What the task asks: Exactly how many lines below mention "Target"? Answer with that number alone.

Records for the exercise:
Start of Block

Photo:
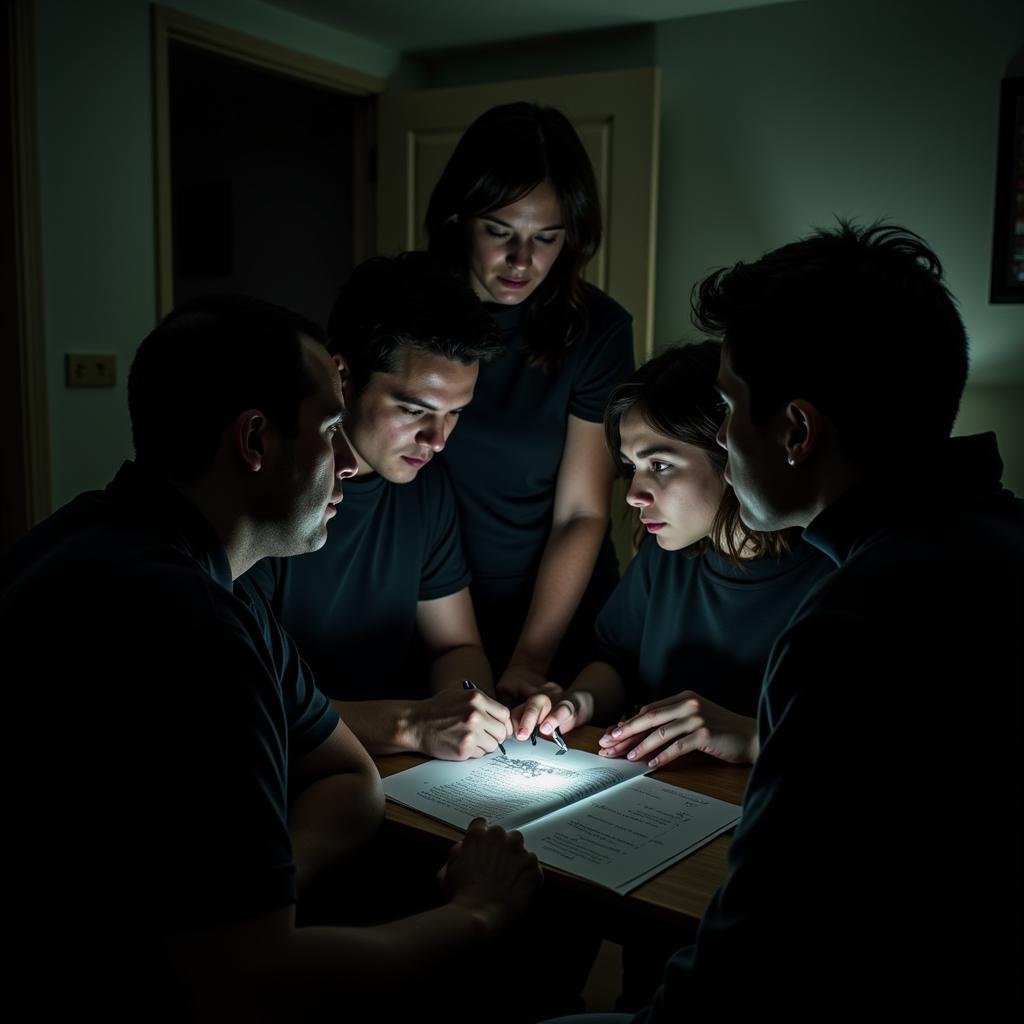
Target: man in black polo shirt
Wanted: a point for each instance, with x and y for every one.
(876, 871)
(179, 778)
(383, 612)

End of Block
Start of Block

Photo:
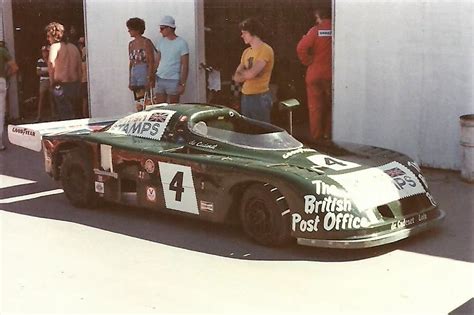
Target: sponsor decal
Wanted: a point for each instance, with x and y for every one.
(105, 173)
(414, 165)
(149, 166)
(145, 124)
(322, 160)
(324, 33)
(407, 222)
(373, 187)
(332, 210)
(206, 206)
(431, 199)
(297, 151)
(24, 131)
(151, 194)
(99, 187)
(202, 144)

End of Block

Answer section: 2